Collected data
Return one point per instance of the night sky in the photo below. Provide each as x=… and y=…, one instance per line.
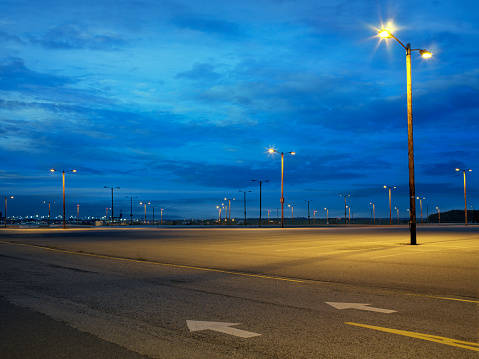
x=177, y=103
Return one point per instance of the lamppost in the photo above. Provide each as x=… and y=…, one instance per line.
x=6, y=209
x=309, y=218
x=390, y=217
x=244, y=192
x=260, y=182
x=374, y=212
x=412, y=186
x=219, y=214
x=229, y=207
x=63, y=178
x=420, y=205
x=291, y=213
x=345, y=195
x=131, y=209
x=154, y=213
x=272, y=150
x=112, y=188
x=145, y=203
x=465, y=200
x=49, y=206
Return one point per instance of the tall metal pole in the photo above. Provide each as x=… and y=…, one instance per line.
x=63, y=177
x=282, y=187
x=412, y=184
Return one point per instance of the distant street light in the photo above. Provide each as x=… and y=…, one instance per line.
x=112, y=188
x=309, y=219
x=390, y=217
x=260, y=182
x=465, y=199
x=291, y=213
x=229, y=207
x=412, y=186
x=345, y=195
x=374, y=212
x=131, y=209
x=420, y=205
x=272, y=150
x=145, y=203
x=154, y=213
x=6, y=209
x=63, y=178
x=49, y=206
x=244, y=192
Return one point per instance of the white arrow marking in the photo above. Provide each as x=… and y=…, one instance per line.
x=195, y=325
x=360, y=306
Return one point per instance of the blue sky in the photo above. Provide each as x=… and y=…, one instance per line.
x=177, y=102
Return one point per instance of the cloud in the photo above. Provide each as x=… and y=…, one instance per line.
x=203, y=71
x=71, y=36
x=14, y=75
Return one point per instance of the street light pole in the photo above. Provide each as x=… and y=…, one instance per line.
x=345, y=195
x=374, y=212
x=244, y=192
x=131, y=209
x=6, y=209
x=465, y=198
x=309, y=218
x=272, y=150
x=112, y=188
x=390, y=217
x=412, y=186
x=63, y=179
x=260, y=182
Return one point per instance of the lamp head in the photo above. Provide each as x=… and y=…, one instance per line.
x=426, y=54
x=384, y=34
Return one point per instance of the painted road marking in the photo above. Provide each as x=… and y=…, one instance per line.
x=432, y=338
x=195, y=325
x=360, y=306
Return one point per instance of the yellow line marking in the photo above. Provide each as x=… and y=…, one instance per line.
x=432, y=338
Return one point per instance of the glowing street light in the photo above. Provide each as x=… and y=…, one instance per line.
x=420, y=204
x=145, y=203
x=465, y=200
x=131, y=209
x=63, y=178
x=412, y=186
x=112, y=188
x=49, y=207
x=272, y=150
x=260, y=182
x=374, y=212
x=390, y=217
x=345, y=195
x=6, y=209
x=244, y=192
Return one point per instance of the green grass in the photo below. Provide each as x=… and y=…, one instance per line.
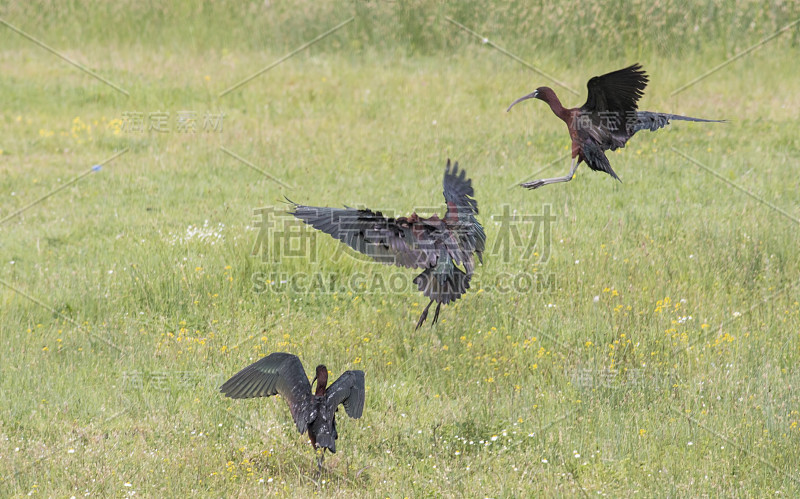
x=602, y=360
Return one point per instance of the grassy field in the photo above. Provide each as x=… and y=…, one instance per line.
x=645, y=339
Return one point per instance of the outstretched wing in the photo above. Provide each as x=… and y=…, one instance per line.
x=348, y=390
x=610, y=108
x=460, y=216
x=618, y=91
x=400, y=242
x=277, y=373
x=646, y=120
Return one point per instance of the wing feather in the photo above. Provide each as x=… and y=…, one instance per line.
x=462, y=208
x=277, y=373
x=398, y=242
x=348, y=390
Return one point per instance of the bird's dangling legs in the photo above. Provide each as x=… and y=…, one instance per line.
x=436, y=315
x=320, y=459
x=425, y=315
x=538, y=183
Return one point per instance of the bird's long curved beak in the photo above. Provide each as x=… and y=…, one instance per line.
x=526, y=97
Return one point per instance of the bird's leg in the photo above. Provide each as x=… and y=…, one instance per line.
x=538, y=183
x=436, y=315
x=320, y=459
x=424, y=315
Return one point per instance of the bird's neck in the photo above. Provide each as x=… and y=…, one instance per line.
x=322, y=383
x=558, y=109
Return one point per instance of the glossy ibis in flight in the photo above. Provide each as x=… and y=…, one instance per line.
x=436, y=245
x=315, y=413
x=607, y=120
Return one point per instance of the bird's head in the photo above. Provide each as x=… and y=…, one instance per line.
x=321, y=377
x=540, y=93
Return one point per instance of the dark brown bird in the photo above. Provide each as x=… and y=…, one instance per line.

WHAT TO WORK ON:
Reproduce each entry precisely; the pictures stay out.

SOLUTION FOR THIS TASK:
Return one point per instance of the night sky in the photo below. Provide each as x=… and y=…, one instance per line.
x=177, y=103
Return one point per instance of the lamppost in the photo above. Provide each as x=… and y=…, one instance per line.
x=6, y=209
x=309, y=218
x=390, y=217
x=244, y=192
x=260, y=182
x=374, y=212
x=412, y=186
x=219, y=214
x=229, y=207
x=63, y=178
x=420, y=205
x=291, y=213
x=345, y=195
x=131, y=209
x=154, y=213
x=272, y=150
x=112, y=188
x=145, y=203
x=465, y=200
x=49, y=206
Return one point per instance of the tall metal pole in the photo above. Provide each as x=… and y=…, one instance per line.
x=63, y=177
x=282, y=187
x=412, y=184
Return one point per instance of the distant street light in the photo above. Provide each as x=… and y=…, one instance per line.
x=112, y=188
x=309, y=219
x=390, y=217
x=260, y=182
x=465, y=199
x=291, y=213
x=229, y=207
x=412, y=186
x=345, y=195
x=374, y=212
x=131, y=209
x=420, y=205
x=272, y=150
x=145, y=203
x=154, y=213
x=6, y=209
x=63, y=178
x=49, y=206
x=244, y=192
Return one point per instance of the white arrow marking in the photo above. Provide each as x=… and y=…, one instance per line.
x=195, y=325
x=360, y=306
Return one point per instance of the blue sky in the photo above. Provide each as x=… and y=…, one instance per line.
x=177, y=102
Return one point per instance of the cloud in the photo above. Provide each as x=… and y=…, one instance per line.
x=203, y=71
x=71, y=36
x=14, y=75
Return one point per instance of the street light pole in the photo above. Provide each as x=… and y=…, one instance per line.
x=345, y=195
x=374, y=212
x=244, y=192
x=131, y=209
x=6, y=209
x=465, y=198
x=309, y=218
x=272, y=150
x=112, y=188
x=390, y=217
x=412, y=186
x=63, y=179
x=260, y=182
Return one point per instance of the lamp head in the photo above. Provide each as x=… and y=…, one instance per line.
x=426, y=54
x=384, y=34
Return one point per instance of the painted road marking in the photo above. Provide each as x=… and y=…, one instance per line.
x=432, y=338
x=195, y=325
x=360, y=306
Return one point per instance of the yellow line marking in the photo above. Provide each as x=… and y=…, one instance per line.
x=432, y=338
Return one point per instance of the glowing street light in the photo above. Provide each as x=… and y=…, one instance per line.
x=420, y=204
x=145, y=203
x=465, y=200
x=131, y=209
x=63, y=178
x=412, y=186
x=112, y=188
x=49, y=207
x=272, y=150
x=260, y=182
x=374, y=212
x=390, y=217
x=345, y=195
x=6, y=209
x=244, y=192
Return one point per instance of the green grass in the photo below. Provide each as x=… and y=…, one instance per line.
x=602, y=360
Return one point per instance of the grassy field in the photo above. Provide each as x=… and y=…, one instance per line.
x=645, y=339
Return one point per instance of the outstretched wing in the photo above. Provide each as x=… and y=…, one instance per line.
x=348, y=390
x=610, y=108
x=460, y=216
x=618, y=91
x=400, y=242
x=277, y=373
x=646, y=120
Return one point per instance of the wing feather in the photo above. Provide each as x=… and y=…, one instance per line.
x=462, y=208
x=277, y=373
x=398, y=242
x=348, y=390
Return one point per instance of the bird's dangling legs in the photo above. Provide each as x=… and y=…, one instance per line.
x=436, y=315
x=320, y=459
x=425, y=315
x=538, y=183
Return one point per instance of the bird's long curved beak in the photo above. Provide each as x=… and y=…, one instance per line.
x=526, y=97
Return one point per instance of the bird's leg in the photo above. Provide each as x=… and y=…, one instance per line.
x=538, y=183
x=436, y=315
x=320, y=459
x=424, y=315
Return one point per instance of the bird's neck in the photo above. Provide each as x=… and y=…, one instance per line.
x=322, y=383
x=558, y=109
Return one point per instance of the glossy ibis in flight in the photo above. Provide each as x=… and y=…, one instance per line.
x=436, y=245
x=315, y=413
x=607, y=120
Return one point per instance of the bird's head in the photo above. Provide each as x=… and y=…, one instance per line.
x=321, y=377
x=540, y=93
Return one point per instance of the dark brown bird in the photo above. Provide each as x=… and y=…, one instance per line.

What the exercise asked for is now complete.